CONSIGNES
1 > Comment traduire en anglais la phrase « Musicalement parlant, je me sens beaucoup mieux ici. » de l’entretien avec El Grande Toto ?
2 > Modifiez le passage de l’entretien avec El Grande Toto qui s’ouvre sur les mots contenant « Je connaissais vite » et se termine par « des dingueries (rires). » en y remplaçant « Dakar » par « Abidjan ».

TEXTE À LIRE
NOUVEAU DÉPART, NOTORIÉTÉ, NFT : ON A INTERVIEWÉ EL GRANDE TOTO

el grande toto

Que vous soyez ou non fan de rap, vous avez forcément déjà écouté (voire fredonné) El Grande Toto. Depuis sa révélation en 2018 avec le titre Pablo, le jeune prodige du rap marocain enchaîne succès sur succès. À l’occasion de notre influence week, on a voulu en savoir plus sur ce caméléon qui défraie la chronique (musicale). Entretien avec un enfant du siècle. 


Il est bientôt 17h à Dakar, ce lundi 24 janvier et El Grande Toto (Taha pour les intimes) vient tout juste de s’installer à la table d’un restaurant pour dévorer un brunch (bien mérité) après avoir parcouru la capitale sénégalaise toute la journée. “Je suis dans le rush, je pars au Cameroun jeudi pour un concert à l’occasion de la CAN, et j’ai encore plein de trucs à régler” nous explique-t-il, un verre de bissap à la main. Après, ce sera Chypre pour un showcase, puis retour au Sénégal, où le rappeur-superstar a décidé, il y a peu, de poser ses bagages pour un petit bout de temps. (Avec si possible un détour par le Maroc à la réouverture des frontières pour récupérer son chien, Jackson.) Et le Maroc alors, c’est fini ? Non, bien sûr que non, mais il faut avancer. “J’ai fait mes preuves au Maroc. J’ai réalisé pas mal d’exploits : je suis l’artiste le plus écouté au Moyen-Orient en 2021, le premier artiste marocain à cumuler 7 millions d’auditeurs sur Spotify, le premier à avoir décroché un single d’or en FranceJe n’ai pas envie de m’arrêter là. Maintenant il faut aller plus loin, et pourquoi pas aller chercher le disque de platine ou même de diamant !” Sa carrière, le jeune homme la voit en Afrique (pour le moment). Ou, pourquoi pas, dans le metaverse. L’un n’empêche pas l’autre. Nouveau départ, notoriété, NFT… le gamin (plus si jeune) de Benjdia s’est confié à Shoelifer. 


Tu connaissais déjà le Sénégal ? 

Je connaissais vite fait. J’ai des amis sénégalais dans le tieks* et j’écoutais Booba quand j’étais petit… mais c’est quand je suis venu à Dakar pour y donner un concert, il y a quelques semaines, que ça m’a retourné l’esprit. Je me suis dit qu’il fallait que je reste. Musicalement parlant, je me sens beaucoup mieux ici. Je bosse sur mon nouvel album qui va sortir dans le courant de l’année et je fais des dingueries (rires).

DONNÉES BRUTES
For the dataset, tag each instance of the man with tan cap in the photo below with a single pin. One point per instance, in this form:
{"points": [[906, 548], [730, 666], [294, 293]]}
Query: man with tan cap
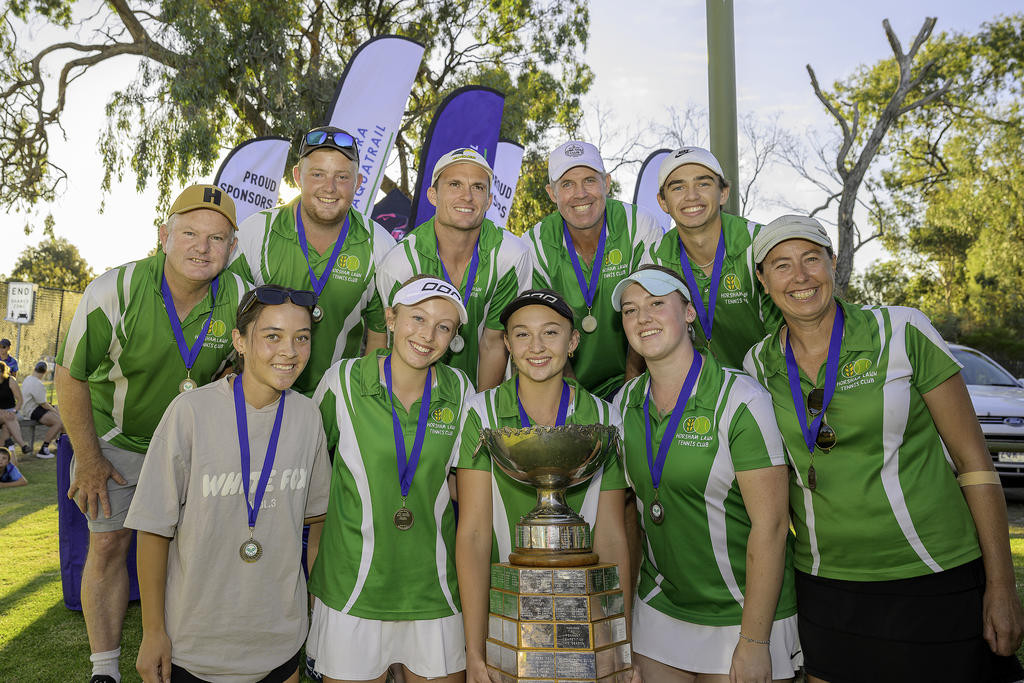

RÉPONSES PAR CONSIGNE
1 > Musically speaking, I feel much better here.

2 >
Je connaissais vite fait. J’ai des amis sénégalais dans le tieks* et j’écoutais Booba quand j’étais petit… mais c’est quand je suis venu à Abidjan pour y donner un concert, il y a quelques semaines, que ça m’a retourné l’esprit. Je me suis dit qu’il fallait que je reste. Musicalement parlant, je me sens beaucoup mieux ici. Je bosse sur mon nouvel album qui va sortir dans le courant de l’année et je fais des dingueries (rires).